Tasks to complete:
A. Answer these questions using the hematopoietic stem cell text:
(i) After how many days are the colonies in the CFU-S assay formed in irradiated mice?
(ii) What is the CFU-S now considered to measure?
(iii) What is the time series obtained by monitoring percent donor-type cells in blood defined as?
B. List every body tissue or organ named in the hematopoietic stem cell text.

[Supplied text Boundary: Start]

The above CFUs are based on the lineage. Another CFU, the colony-forming unit–spleen (CFU-S), was the basis of an in vivo clonal colony formation, which depends on the ability of infused bone marrow cells to give rise to clones of maturing hematopoietic cells in the spleens of irradiated mice after 8 to 12 days. It was used extensively in early studies, but is now considered to measure more mature progenitor or transit-amplifying cells rather than stem cells.

HSC repopulation kinetics

Hematopoietic stem cells (HSC) cannot be easily observed directly, and, therefore, their behaviors need to be inferred indirectly. Clonal studies are likely the closest technique for single cell in vivo studies of HSC. Here, sophisticated experimental and statistical methods are used to ascertain that, with a high probability, a single HSC is contained in a transplant administered to a lethally irradiated host. The clonal expansion of this stem cell can then be observed over time by monitoring the percent donor-type cells in blood as the host is reconstituted. The resulting time series is defined as the repopulation kinetic of the HSC.

[Supplied text Boundary: End]
[Records provided Boundary: Start]

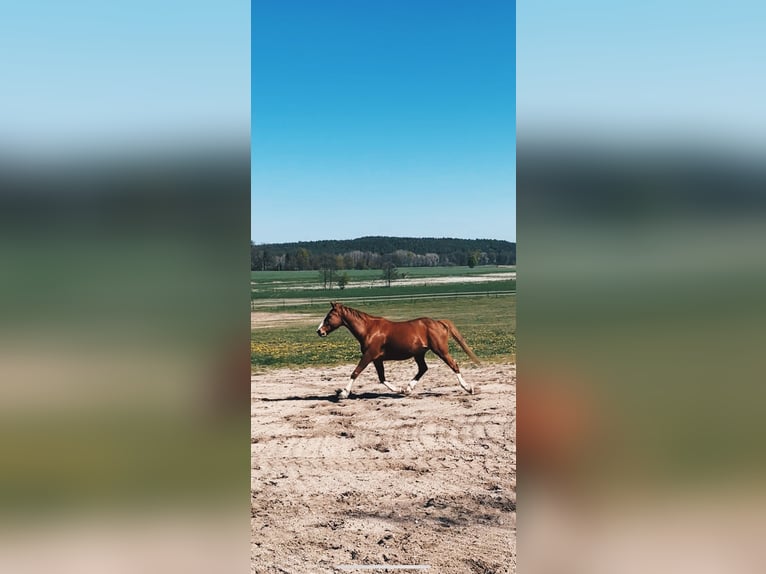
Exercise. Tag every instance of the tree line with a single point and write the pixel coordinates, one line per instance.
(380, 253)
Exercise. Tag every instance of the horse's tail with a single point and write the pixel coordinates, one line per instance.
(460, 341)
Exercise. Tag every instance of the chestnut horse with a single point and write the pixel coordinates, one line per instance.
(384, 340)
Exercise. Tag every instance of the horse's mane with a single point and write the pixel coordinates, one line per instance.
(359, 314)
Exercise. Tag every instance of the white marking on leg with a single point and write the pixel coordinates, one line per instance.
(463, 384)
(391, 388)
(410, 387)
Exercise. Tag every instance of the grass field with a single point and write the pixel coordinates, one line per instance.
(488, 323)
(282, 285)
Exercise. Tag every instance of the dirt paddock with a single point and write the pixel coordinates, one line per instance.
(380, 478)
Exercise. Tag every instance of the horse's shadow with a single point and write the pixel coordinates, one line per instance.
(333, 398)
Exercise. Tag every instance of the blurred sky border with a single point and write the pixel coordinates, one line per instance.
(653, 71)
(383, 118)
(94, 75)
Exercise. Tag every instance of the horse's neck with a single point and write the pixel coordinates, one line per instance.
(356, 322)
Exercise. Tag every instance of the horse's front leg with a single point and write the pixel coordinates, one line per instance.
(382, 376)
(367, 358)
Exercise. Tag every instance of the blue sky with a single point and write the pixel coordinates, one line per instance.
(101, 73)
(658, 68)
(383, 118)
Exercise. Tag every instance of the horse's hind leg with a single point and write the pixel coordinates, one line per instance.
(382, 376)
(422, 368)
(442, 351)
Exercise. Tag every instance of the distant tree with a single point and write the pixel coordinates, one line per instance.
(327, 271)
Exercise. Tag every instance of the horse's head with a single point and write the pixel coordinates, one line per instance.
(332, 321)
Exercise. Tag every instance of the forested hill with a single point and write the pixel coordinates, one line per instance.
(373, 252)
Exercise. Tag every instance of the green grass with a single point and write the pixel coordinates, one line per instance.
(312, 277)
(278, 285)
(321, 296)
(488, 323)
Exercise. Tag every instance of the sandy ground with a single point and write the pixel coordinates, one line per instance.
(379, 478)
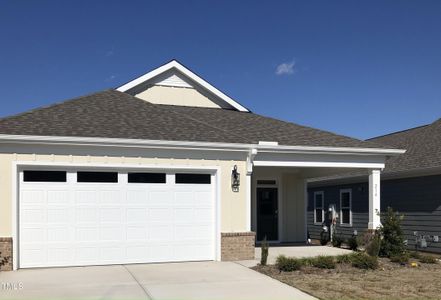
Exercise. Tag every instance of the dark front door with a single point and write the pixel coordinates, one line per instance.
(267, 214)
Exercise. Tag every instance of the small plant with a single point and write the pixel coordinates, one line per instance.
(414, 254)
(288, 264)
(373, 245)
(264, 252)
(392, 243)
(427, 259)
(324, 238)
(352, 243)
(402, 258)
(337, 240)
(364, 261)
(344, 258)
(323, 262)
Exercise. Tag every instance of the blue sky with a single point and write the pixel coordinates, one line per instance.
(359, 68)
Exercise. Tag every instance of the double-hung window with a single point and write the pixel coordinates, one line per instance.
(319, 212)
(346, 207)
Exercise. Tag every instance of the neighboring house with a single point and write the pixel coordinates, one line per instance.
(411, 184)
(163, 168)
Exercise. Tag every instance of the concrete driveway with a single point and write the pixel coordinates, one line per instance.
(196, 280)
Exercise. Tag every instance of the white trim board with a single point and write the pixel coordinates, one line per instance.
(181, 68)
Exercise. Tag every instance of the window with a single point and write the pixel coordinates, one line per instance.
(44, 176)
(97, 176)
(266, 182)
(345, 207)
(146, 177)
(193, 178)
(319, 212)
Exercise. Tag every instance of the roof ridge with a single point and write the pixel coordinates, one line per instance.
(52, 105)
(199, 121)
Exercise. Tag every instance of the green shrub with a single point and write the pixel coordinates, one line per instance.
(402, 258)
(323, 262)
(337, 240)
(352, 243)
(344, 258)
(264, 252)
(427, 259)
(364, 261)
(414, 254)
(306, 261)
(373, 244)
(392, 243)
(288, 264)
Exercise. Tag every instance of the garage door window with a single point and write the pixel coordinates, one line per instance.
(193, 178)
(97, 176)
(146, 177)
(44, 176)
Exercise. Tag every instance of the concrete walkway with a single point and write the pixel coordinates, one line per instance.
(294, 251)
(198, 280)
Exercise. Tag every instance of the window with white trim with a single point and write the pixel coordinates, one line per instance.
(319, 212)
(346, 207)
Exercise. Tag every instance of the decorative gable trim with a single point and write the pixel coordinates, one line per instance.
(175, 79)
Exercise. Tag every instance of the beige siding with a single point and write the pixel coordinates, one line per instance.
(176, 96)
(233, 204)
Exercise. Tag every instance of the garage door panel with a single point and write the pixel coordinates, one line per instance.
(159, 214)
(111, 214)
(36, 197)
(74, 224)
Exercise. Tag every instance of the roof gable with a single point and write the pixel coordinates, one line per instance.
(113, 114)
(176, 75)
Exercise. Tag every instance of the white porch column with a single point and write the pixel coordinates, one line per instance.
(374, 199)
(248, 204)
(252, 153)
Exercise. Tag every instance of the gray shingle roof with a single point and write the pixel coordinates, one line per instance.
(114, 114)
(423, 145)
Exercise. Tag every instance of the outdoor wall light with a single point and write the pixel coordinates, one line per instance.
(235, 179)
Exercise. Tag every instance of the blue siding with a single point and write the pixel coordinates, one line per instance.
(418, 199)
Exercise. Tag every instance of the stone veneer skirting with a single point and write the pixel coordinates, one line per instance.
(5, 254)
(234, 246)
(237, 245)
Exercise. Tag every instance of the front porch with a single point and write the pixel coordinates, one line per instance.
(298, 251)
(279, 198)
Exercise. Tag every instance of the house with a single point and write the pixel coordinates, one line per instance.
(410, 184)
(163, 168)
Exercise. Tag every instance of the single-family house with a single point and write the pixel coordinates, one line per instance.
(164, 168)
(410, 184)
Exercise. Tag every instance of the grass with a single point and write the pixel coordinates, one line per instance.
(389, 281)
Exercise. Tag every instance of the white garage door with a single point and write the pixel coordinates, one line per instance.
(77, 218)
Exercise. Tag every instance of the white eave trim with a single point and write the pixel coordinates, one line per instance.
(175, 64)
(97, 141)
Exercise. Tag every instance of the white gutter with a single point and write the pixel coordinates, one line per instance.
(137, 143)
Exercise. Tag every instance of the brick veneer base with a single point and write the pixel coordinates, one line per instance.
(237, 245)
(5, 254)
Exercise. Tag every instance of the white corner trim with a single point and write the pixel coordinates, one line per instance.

[Records provided Boundary: End]

Answers:
A.
(i) 8 to 12 days
(ii) More mature progenitor or transit-amplifying cells rather than stem cells
(iii) The repopulation kinetic of the HSC

B.
Bone marrow
Spleen
Blood